### Excerpt to read:
I am going into this in a little detail, my Lords, and I suppose I should justify why I am doing it on Second Reading. It is really for two reasons. First, our programme for the rest of this Session is already, apparently, appallingly overcrowded. If I may give vent to my worries and apprehensions now, it may mean that we shall not have to have a Committee stage, which I am sure would cause some sort of rejoicing in the heart of the Chief Whip. More than that, anybody who has looked at the Hansard reports of another place will have seen that this Bill unfortunately obtained only the most cursory consideration in another place.
There was there a Second Reading debate which ended in unseemly wrangling on points of procedure. A number of points were put which to my mind were never satisfactorily answered. The eventual Second Reading took place on the nod. There was a Committee stage which lasted one morning and it was attended by eight or nine Members of the other place. There was nobody on the Front Bench of the Opposition, which may or may not have been a good thing but it is a fact, and the unfortunate Law Officer, or assistant thereto, having made a mistake as to the jurisdiction of the High Court thereafter seemed to be more or less silent; at any rate he did not play a tremendous part in the further progress 1447 of the Bill. There was no Report stage and no debate on Third Reading. So the Bill comes to us, in my view, ill-considered.

### Source records:

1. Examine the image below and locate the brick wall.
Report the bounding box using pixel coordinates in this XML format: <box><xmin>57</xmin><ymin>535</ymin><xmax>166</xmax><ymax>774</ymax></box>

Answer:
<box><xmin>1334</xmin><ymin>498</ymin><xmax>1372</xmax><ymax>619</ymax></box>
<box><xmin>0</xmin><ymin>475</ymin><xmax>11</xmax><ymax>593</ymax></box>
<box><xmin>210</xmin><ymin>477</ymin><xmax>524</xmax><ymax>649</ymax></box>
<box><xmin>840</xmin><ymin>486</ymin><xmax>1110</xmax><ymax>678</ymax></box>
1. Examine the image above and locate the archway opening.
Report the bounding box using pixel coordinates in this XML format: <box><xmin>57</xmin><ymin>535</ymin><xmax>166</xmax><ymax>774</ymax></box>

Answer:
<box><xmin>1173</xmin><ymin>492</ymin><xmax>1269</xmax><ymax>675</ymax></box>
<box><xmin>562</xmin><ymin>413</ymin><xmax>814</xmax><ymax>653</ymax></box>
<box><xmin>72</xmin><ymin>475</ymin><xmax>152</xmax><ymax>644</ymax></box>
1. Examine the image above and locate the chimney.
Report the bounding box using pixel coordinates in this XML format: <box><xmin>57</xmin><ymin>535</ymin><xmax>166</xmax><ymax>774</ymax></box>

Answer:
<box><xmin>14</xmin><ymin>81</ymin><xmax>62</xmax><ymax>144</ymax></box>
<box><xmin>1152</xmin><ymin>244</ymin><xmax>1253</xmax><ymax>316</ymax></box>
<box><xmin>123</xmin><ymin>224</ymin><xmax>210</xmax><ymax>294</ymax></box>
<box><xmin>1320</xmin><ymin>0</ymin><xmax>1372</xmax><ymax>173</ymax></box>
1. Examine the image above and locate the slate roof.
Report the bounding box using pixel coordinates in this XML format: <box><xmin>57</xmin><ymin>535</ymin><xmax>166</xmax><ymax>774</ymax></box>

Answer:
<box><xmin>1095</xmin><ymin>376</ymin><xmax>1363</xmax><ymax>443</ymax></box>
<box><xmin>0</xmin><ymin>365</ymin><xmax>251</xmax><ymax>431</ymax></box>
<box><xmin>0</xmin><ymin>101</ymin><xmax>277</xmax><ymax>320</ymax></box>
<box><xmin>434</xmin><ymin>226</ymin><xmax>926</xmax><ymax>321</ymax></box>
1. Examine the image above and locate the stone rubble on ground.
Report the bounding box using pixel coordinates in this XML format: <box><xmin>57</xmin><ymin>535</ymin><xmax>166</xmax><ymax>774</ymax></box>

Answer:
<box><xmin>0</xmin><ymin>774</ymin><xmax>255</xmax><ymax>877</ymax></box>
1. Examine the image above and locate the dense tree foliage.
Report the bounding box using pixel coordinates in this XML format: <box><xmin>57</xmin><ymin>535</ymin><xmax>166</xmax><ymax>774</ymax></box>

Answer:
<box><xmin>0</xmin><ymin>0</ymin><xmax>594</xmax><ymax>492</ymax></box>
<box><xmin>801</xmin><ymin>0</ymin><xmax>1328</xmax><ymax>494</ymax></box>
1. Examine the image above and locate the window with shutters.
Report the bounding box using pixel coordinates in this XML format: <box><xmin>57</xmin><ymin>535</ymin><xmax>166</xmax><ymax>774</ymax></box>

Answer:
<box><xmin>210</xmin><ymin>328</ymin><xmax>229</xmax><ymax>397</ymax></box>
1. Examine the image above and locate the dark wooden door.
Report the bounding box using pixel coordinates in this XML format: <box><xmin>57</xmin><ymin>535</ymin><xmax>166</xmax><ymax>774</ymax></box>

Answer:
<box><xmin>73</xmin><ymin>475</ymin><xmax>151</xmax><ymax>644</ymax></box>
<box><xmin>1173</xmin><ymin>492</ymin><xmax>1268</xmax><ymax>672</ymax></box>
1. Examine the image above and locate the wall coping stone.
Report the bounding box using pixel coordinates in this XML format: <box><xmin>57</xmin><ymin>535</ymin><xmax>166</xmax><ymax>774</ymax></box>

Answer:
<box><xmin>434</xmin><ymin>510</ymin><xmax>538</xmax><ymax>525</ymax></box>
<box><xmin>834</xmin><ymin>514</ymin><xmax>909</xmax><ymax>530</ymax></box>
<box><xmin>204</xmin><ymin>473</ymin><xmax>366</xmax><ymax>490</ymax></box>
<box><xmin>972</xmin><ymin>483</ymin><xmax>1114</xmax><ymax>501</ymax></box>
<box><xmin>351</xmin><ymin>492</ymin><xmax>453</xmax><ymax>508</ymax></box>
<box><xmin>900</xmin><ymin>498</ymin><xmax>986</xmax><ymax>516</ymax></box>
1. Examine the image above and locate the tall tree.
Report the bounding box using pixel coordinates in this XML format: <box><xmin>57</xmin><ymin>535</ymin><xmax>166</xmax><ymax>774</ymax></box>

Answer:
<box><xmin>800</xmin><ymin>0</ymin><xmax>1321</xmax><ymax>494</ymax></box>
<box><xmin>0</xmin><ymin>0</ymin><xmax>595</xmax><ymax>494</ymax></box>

### Tasks:
A: According to the parliamentary speech, how long did the Committee stage in the other place last?
B: Find each line in the rows that contains the word "wall", and copy those lines out.

### Solution list:
A: One morning.

B:
1. Examine the image below and locate the brick wall.
1. Examine the image above and locate the wall coping stone.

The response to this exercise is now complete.